Every entry in the data is to be written out exactly; no picture belongs in the copy.

+++ THE RECORDS

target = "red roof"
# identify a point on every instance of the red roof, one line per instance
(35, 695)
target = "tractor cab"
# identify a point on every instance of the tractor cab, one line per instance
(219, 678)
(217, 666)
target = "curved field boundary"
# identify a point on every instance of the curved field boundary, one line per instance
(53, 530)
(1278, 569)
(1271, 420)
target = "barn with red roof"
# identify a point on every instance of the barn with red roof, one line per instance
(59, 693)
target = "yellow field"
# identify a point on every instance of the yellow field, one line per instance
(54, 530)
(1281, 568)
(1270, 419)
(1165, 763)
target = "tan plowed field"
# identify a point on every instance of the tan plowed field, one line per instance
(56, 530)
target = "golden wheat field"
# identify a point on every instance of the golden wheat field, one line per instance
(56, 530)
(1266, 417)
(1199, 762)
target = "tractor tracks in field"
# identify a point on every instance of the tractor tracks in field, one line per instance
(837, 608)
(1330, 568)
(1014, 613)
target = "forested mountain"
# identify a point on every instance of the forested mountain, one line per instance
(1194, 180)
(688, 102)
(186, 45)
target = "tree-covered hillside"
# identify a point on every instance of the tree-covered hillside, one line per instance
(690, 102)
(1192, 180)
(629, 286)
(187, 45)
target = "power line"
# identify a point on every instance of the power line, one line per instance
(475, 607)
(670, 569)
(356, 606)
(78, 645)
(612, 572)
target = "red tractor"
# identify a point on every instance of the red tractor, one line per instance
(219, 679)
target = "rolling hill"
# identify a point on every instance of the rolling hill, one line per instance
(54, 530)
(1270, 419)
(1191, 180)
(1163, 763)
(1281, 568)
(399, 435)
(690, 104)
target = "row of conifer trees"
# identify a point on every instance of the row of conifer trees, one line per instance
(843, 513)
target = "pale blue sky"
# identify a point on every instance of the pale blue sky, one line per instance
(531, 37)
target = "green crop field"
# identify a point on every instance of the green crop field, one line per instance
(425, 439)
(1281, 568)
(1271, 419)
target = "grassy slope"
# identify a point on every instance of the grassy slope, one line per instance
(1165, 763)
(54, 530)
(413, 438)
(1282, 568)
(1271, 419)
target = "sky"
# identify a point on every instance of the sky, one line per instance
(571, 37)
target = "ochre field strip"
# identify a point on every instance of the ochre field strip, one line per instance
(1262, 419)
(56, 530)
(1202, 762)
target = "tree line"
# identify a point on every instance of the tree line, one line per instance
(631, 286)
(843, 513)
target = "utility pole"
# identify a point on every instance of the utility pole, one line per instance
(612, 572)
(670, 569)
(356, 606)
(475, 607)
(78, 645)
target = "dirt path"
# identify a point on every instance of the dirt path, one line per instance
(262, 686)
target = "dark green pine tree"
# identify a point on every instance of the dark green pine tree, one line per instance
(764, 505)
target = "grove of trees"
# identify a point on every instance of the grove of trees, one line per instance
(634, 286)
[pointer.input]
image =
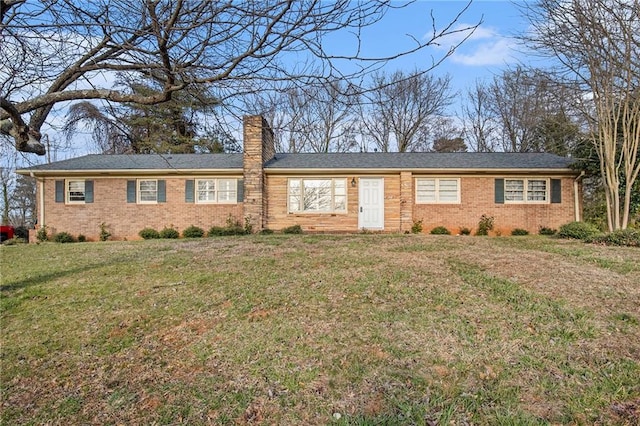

++++++

THE COMPLETED TASK
target = "red roof"
# identify a point on every instance of the red roof, one line per instance
(35, 695)
target = "tractor cab"
# identify a point on every instance of the tractor cab, one line per instance
(219, 678)
(217, 666)
target = "curved field boundary"
# identify a point on every instance of the curved field boundary, one line per instance
(53, 530)
(1278, 569)
(1271, 420)
target = "barn with red roof"
# identify a point on every instance of the barn with red roof, one line per instance
(59, 693)
target = "yellow field"
# identify a point on every instance of the yellow field, one line per instance
(54, 530)
(1281, 568)
(1270, 419)
(1165, 763)
target = "tan plowed field"
# identify a point on every instance of the tan plowed field, one line per instance
(56, 530)
target = "golden wheat field"
# identify a point on every instance of the golden wheat field, one line per instance
(56, 530)
(1266, 417)
(1199, 762)
target = "tractor tracks in field"
# identify a point on every instance of the tractor tracks in field, one line per instance
(837, 608)
(1330, 568)
(1014, 613)
target = "forested mountain"
# identify a point on every instance of the forested mountain, one line per instance
(1194, 180)
(688, 102)
(186, 45)
target = "tree-covered hillside"
# identify a point on every instance of the tree-covered hillside, one line per instance
(690, 102)
(1192, 180)
(629, 286)
(187, 45)
target = "power line"
# identify a point on every instance of the power line, one line per instance
(475, 607)
(670, 569)
(356, 606)
(78, 645)
(612, 572)
target = "red tractor"
# identify a point on every instance of the red tractor, one line per instance
(219, 679)
target = "rolling hill"
# identify a point on every instance of the rolling hill, one line per instance
(54, 530)
(1270, 419)
(1191, 180)
(1163, 763)
(1281, 568)
(399, 435)
(690, 104)
target = "row of conifer trees"
# identify a point on every instance of the row of conifer trees, one line per instance
(843, 513)
target = "pale blue sky"
# identify a point on every instance of the pale blue sky, one line per instance
(531, 37)
target = "green crop field"
# identify a point on every instance of the green crop field, one line per instance
(425, 439)
(1281, 568)
(1271, 419)
target = "grassy slope"
# identify a point on every instance of the grassy slope, one line per instance
(1165, 763)
(54, 530)
(413, 438)
(1282, 568)
(1271, 419)
target = "sky"
# identify a point on every instance of the sky, one line per instance
(571, 37)
target = "ochre field strip"
# identify a point on every instance of the ochre field strip, one line per instance
(1262, 419)
(56, 530)
(1202, 762)
target = "tree line"
# identify a point on every instance of the tree line, one line per instance
(631, 286)
(843, 513)
target = "utility pole"
# identify a point on every instance of the utility pole, one line per instance
(612, 572)
(670, 569)
(356, 606)
(475, 607)
(78, 645)
target = "dirt path"
# identify a point on every instance of the dirt path, one line per instance
(262, 686)
target = "dark green pine tree"
# identify a point on every instance of the dark green pine tree, one line per instance
(764, 505)
target = "grove of trees"
# identify a point on every instance of the grove of trees, one line per instance
(634, 286)
[pointer.input]
image =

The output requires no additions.